=== PROVIDED RECORDS ===

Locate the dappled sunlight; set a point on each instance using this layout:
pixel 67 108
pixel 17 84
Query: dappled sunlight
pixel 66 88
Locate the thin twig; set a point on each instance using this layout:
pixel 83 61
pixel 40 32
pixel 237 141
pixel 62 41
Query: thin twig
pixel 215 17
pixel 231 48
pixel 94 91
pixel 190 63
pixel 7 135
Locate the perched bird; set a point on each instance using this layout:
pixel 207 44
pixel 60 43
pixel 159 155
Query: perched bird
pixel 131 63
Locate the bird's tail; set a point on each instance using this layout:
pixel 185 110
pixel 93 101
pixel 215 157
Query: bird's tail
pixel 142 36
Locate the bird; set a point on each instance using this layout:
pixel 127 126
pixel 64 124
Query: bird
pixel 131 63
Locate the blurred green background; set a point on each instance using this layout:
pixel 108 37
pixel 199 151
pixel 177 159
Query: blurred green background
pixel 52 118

===

→ PROBLEM TO WORK ON
All of the entries must be quoted exactly; please include each one.

→ CORRECT ANSWER
Locate the dappled sunlight; set a point on each instance using this layout:
pixel 67 108
pixel 17 84
Query: dappled sunlight
pixel 66 88
Locate the thin twig; set a point on each instance using this layout:
pixel 83 61
pixel 40 32
pixel 237 141
pixel 62 41
Query: thin twig
pixel 215 17
pixel 231 48
pixel 94 91
pixel 190 63
pixel 7 135
Locate the perched bird; set a point on each instance using this layout:
pixel 207 44
pixel 60 43
pixel 159 155
Query: perched bird
pixel 131 63
Locate the bird's tail; set a point on each instance using this layout:
pixel 185 110
pixel 93 101
pixel 215 157
Query: bird's tail
pixel 142 36
Locate the bird; set a point on each instance using this layout:
pixel 127 126
pixel 64 124
Query: bird
pixel 131 63
Locate the blurred green background; set a point on each instance using this layout:
pixel 108 37
pixel 199 151
pixel 177 159
Query: blurred green background
pixel 52 118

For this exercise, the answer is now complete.